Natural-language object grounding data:

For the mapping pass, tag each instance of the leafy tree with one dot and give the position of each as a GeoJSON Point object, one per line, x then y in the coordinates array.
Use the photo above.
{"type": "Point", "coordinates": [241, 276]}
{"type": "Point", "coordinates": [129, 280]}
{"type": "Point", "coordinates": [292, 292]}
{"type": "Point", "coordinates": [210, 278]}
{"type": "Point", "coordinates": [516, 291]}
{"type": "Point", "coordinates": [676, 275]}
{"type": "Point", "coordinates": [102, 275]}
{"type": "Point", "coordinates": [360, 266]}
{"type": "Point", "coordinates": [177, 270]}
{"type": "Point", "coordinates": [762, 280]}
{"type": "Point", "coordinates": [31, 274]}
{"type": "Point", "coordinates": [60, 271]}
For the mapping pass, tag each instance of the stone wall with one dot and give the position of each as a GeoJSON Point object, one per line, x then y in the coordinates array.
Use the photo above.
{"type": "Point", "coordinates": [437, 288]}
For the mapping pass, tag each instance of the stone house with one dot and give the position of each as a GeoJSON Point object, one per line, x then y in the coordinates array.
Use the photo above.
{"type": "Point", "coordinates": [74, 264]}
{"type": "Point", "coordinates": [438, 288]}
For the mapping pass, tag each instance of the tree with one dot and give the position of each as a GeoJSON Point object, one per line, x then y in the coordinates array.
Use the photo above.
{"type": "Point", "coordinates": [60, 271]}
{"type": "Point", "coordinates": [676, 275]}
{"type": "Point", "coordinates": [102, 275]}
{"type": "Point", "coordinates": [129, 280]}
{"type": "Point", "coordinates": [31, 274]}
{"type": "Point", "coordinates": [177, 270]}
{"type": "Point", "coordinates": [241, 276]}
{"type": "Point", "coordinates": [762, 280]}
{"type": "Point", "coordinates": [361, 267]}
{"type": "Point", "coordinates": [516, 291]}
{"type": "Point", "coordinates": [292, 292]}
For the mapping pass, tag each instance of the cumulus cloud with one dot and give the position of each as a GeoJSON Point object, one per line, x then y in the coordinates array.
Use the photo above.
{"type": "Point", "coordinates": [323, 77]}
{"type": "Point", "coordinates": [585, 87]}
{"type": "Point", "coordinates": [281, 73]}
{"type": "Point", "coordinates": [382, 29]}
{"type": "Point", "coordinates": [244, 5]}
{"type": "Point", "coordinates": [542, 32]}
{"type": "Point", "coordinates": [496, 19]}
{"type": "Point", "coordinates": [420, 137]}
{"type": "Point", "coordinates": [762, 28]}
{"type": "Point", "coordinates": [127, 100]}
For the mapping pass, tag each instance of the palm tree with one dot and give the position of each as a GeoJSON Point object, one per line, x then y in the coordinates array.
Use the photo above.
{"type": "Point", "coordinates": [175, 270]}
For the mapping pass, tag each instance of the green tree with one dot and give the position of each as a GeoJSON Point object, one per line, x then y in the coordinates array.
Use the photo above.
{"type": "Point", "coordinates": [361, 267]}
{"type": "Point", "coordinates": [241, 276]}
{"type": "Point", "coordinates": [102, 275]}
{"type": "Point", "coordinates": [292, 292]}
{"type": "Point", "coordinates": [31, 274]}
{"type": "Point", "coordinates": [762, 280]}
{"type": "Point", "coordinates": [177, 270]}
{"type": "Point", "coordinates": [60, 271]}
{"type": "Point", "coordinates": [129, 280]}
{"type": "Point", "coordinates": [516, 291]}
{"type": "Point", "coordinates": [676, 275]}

## About this exercise:
Every line above from the line with "For the mapping pass, tag each instance of the palm" to the line with "For the mapping pass, tag each instance of the green", inclusive, must be returned exactly; no other line belongs in the reply.

## The completed task:
For the mapping pass, tag each instance of the palm tree with one dot and give the position of each as a GeoJSON Point object, one per line, x then y in the coordinates array.
Use the photo above.
{"type": "Point", "coordinates": [175, 270]}
For the mapping pass, tag each instance of the green tree with one dot and give the position of each as a GeoJSON Point object, one per line, x then y in the coordinates array.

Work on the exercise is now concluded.